Material:
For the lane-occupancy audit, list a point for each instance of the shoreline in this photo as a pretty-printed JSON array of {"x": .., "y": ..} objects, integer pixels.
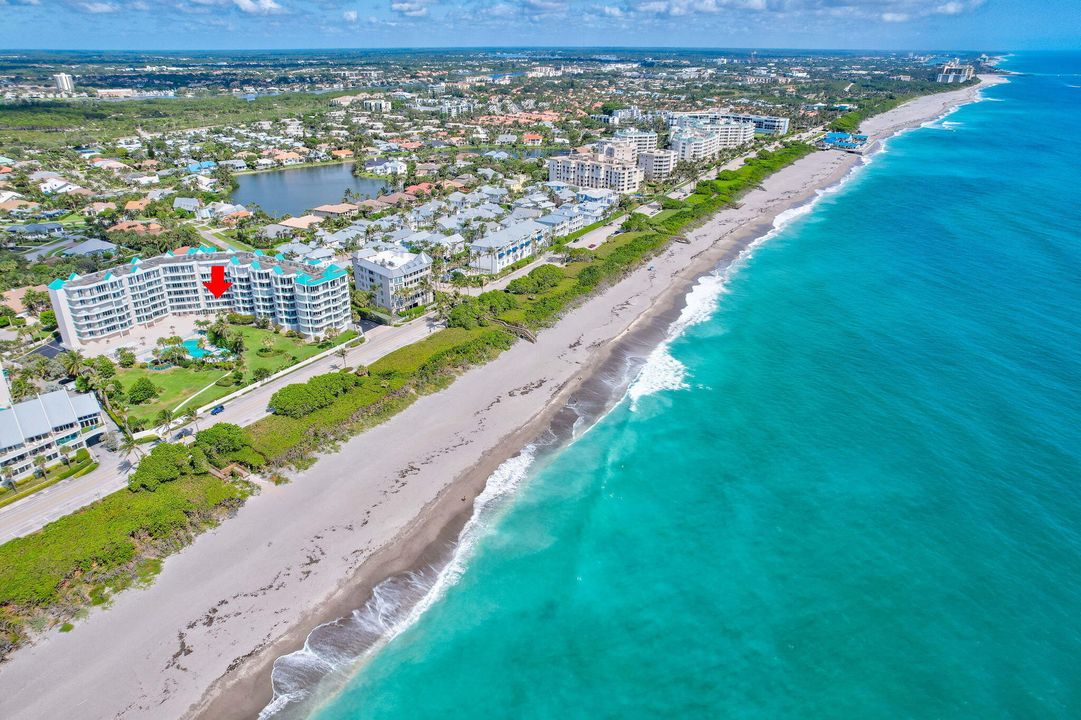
[
  {"x": 416, "y": 544},
  {"x": 409, "y": 507}
]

Given task:
The records above are to be quoted exactly, with all pictures left out.

Task output:
For the lane-occupancy audit, list a point for each instance of the shoreline in this photo as a pretty-printed JSON array of {"x": .., "y": ..} objects, integer pixels.
[
  {"x": 416, "y": 544},
  {"x": 409, "y": 507}
]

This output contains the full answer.